Polecenie
Odpowiedz na pytania do wątku o skrócie nazwy Firefox:
(a) Który zapis skrótu wątek określa jako sensowniejszy?
(b) Do czego według Jana Grzeni nawiązuje zapis FF?
(c) Z jakich dwóch wyrazów jest złożona nazwa Firefox?

-------- Fragment tekstu

Originally posted by adas:
Czyżby FF szedł tym samym tropem: http://hedera.linuxnews.pl/_news/2007/06/11/_long/4497.html ?
Fx, nie FF
Originally posted by adas:
Czyżby FF szedł tym samym tropem: http://hedera.linuxnews.pl/_news/2007/06/11/_long/4497.html ?
Originally posted by Nixer:
Fx, nie FF
http://slowniki.pwn.pl/poradnia/lista.php?id=7972
To jak to jest w końcu?
Według mnie sensowniejszy wydaje się "Fx" -- http://so.pwn.pl/zasady.php?id=629574
Originally posted by Jan Grzenia:
Forma Fx wydaje się pomysłowa, jednak skrót taki funkcjonuje od dawna w wielu znaczeniach
Originally posted by Jan Grzenia:
Z kolei zapis FF nawiązuje do dwuczłonowej budowy nazwy, znajduje też analogię w powszechnie znanych skrótach typu MS (Microsoft).
Originally posted by Jan Grzenia:
Nazwa Firefox to najoczywistsze złożenie wyrazów fire i fox. Nie ma sensu temu przeczyć. A że jest też idiomem o znaczeniu ‘gatunek pandy’ to inna sprawa.

----------------
-------- Wyodrębnione zapisy

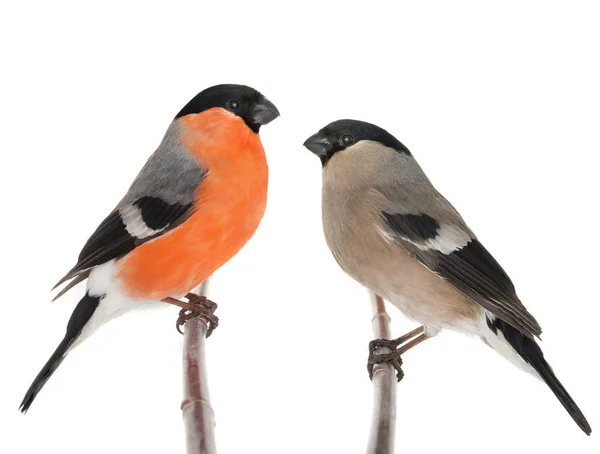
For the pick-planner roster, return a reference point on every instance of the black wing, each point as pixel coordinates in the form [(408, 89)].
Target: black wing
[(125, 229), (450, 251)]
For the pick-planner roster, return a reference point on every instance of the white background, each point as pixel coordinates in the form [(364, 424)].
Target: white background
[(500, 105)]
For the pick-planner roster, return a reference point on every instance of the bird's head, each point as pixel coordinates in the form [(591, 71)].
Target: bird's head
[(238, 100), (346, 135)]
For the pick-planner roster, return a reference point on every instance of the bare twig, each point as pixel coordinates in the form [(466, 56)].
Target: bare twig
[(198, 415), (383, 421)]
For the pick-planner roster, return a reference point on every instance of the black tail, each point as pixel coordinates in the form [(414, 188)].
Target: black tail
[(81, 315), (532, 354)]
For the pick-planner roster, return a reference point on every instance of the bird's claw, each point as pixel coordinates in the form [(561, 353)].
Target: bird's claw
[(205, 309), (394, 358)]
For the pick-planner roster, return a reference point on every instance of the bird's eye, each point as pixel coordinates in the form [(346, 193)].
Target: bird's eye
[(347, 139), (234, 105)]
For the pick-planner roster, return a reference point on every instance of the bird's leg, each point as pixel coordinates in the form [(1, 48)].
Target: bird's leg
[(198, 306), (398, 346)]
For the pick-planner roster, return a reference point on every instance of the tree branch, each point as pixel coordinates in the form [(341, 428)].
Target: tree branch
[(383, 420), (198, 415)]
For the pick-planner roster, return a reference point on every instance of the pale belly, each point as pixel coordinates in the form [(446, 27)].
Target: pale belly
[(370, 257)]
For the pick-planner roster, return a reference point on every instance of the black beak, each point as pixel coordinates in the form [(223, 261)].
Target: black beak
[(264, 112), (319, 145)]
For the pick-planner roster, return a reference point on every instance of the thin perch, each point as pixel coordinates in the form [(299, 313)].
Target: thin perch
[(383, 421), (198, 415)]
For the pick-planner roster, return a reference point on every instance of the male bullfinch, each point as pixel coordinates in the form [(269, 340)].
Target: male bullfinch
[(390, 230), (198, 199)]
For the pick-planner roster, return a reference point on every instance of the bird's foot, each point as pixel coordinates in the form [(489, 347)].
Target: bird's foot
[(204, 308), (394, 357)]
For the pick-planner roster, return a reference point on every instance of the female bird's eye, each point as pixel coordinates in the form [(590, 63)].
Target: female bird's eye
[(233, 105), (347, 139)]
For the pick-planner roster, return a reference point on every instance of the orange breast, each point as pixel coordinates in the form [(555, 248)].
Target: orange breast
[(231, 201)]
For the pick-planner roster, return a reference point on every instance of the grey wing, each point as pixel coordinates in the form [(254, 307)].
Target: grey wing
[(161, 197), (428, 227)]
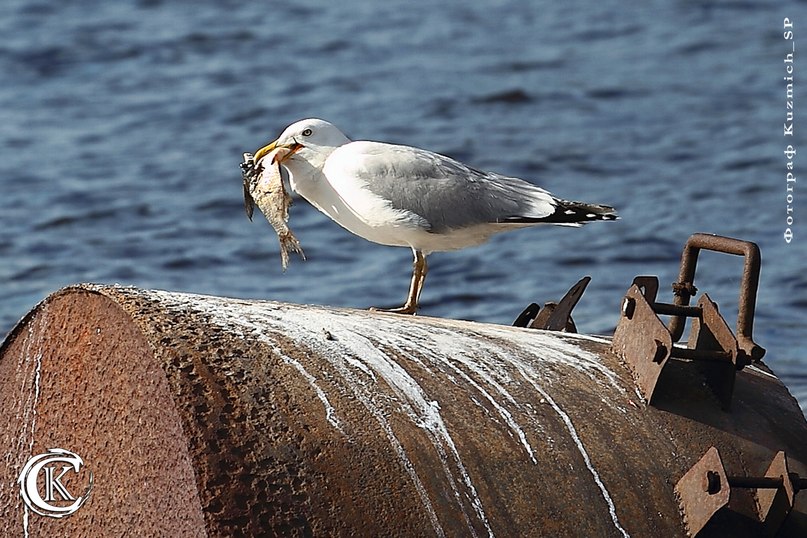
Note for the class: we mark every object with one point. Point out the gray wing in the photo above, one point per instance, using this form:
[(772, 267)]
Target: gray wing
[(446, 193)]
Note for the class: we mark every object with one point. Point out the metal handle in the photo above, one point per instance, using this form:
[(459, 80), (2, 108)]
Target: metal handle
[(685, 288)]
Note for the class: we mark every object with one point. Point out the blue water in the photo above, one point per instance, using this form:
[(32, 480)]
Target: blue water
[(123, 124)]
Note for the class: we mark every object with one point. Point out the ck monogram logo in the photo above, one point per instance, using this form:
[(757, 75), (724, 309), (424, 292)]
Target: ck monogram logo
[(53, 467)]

----------------
-------- Wyodrębnione zapisy

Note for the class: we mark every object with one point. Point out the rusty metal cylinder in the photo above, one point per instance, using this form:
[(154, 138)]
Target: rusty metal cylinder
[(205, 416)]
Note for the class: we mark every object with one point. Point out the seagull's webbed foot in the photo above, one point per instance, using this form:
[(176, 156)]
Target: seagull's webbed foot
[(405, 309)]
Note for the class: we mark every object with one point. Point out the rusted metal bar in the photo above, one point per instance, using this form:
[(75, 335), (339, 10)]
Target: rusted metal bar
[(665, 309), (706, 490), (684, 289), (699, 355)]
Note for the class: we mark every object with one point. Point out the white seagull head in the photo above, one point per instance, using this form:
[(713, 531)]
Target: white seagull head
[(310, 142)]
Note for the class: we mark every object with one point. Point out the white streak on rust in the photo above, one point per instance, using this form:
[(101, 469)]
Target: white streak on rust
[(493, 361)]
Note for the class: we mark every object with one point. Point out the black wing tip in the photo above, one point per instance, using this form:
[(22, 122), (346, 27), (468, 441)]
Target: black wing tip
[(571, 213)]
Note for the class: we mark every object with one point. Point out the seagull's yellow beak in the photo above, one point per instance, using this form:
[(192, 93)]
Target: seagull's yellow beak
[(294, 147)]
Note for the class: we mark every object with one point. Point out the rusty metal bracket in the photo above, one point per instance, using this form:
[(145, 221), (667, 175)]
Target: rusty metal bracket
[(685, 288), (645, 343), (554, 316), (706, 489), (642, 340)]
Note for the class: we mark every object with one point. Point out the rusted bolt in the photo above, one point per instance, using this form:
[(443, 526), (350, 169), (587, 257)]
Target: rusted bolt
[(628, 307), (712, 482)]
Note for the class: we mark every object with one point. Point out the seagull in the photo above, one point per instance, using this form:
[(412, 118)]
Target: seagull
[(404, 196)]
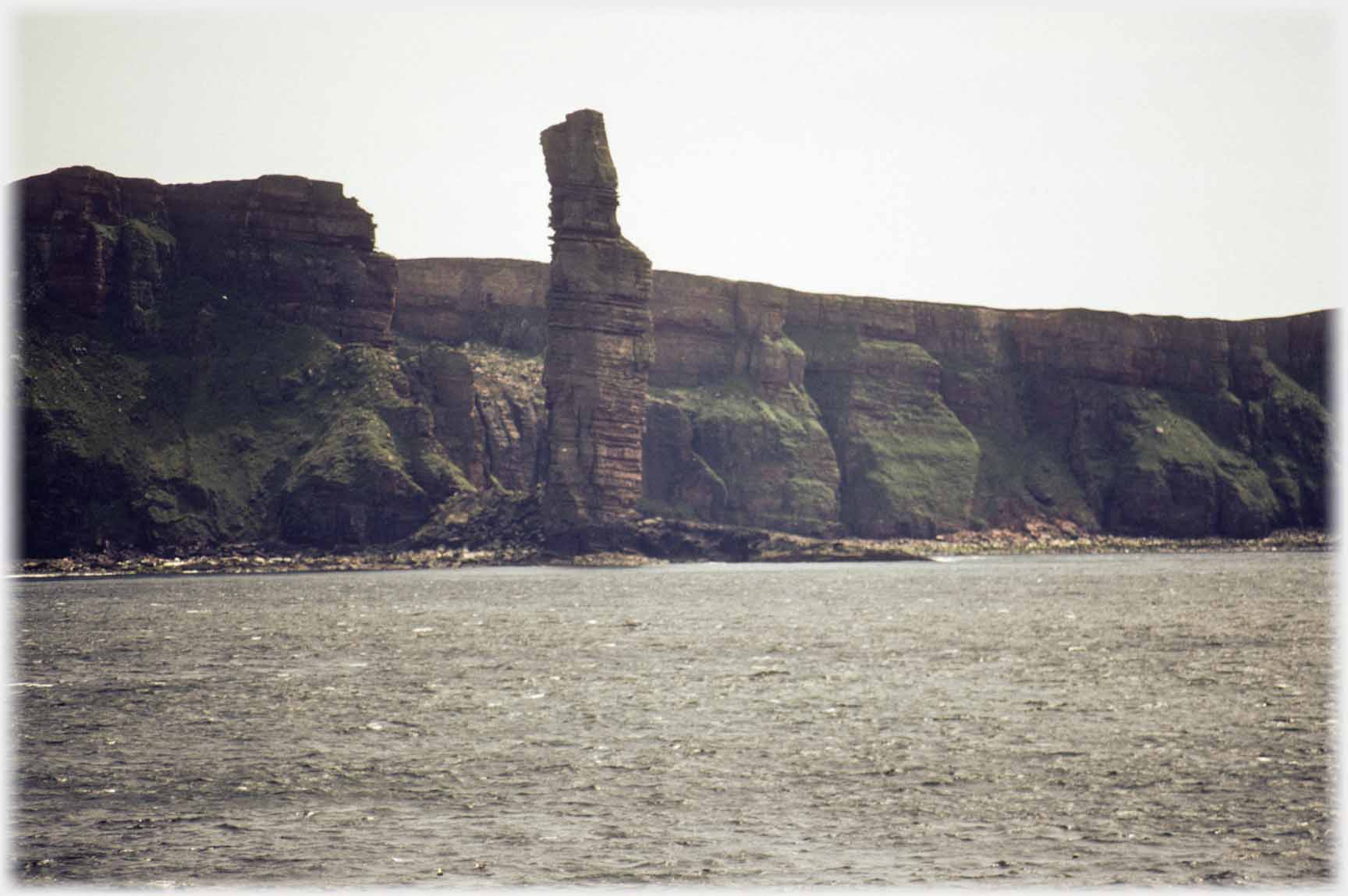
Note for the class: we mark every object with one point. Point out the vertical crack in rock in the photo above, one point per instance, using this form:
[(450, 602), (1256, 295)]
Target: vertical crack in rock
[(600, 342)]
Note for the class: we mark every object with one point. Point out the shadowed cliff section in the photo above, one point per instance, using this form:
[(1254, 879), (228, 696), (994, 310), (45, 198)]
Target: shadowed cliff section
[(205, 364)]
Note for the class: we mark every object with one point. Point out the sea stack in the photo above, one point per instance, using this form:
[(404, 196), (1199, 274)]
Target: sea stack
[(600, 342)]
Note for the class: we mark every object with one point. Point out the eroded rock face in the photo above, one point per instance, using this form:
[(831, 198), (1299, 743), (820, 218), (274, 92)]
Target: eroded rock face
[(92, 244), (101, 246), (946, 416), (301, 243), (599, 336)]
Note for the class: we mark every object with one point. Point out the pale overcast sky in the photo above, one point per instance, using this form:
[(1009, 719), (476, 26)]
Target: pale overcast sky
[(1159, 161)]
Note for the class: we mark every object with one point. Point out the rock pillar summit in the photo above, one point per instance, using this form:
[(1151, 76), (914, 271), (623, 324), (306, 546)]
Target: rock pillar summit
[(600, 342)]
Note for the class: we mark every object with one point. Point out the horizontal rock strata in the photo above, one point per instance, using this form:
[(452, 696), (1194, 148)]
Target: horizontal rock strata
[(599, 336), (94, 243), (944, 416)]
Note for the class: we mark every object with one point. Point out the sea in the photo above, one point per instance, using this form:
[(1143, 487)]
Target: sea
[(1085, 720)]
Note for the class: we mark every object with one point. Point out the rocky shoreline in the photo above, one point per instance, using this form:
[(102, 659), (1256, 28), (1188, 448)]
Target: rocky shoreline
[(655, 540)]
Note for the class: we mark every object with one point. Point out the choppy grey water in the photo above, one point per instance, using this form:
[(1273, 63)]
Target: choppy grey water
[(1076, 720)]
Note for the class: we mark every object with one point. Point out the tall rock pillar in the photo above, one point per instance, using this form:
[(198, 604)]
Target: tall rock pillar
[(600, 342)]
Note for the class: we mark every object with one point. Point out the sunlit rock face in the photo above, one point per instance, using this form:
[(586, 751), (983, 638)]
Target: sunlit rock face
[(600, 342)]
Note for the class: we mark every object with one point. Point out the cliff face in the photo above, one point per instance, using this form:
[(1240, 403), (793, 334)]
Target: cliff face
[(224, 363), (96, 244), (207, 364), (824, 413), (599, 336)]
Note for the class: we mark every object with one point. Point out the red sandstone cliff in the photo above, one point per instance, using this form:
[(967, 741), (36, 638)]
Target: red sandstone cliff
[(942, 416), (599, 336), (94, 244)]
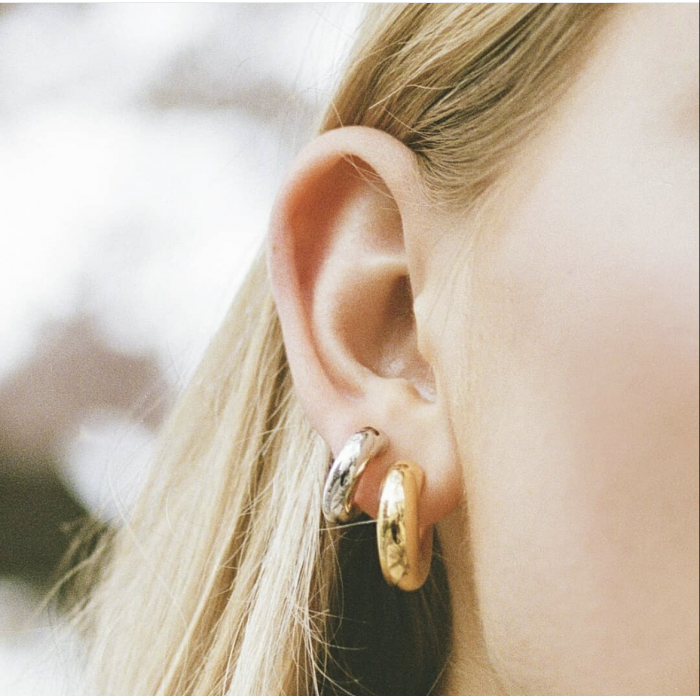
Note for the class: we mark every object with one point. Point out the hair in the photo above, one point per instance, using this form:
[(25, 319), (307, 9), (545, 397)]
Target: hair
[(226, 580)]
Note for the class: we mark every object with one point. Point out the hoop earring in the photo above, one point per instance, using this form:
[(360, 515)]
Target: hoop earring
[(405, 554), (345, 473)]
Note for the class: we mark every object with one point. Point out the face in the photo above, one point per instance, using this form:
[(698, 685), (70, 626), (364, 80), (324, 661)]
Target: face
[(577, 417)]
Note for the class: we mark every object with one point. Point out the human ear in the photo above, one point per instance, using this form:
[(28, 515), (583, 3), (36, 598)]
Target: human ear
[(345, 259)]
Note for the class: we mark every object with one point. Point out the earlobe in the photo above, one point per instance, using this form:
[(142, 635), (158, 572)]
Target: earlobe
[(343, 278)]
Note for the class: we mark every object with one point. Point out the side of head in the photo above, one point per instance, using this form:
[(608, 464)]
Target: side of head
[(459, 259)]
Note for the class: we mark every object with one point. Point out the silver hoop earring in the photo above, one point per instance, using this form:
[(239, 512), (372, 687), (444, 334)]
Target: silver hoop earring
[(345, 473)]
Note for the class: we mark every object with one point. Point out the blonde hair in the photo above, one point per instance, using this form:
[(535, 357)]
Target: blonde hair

----------------

Oczekiwana odpowiedź
(a) Fx.
(b) Do dwuczłonowej budowy nazwy.
(c) Z wyrazów fire i fox.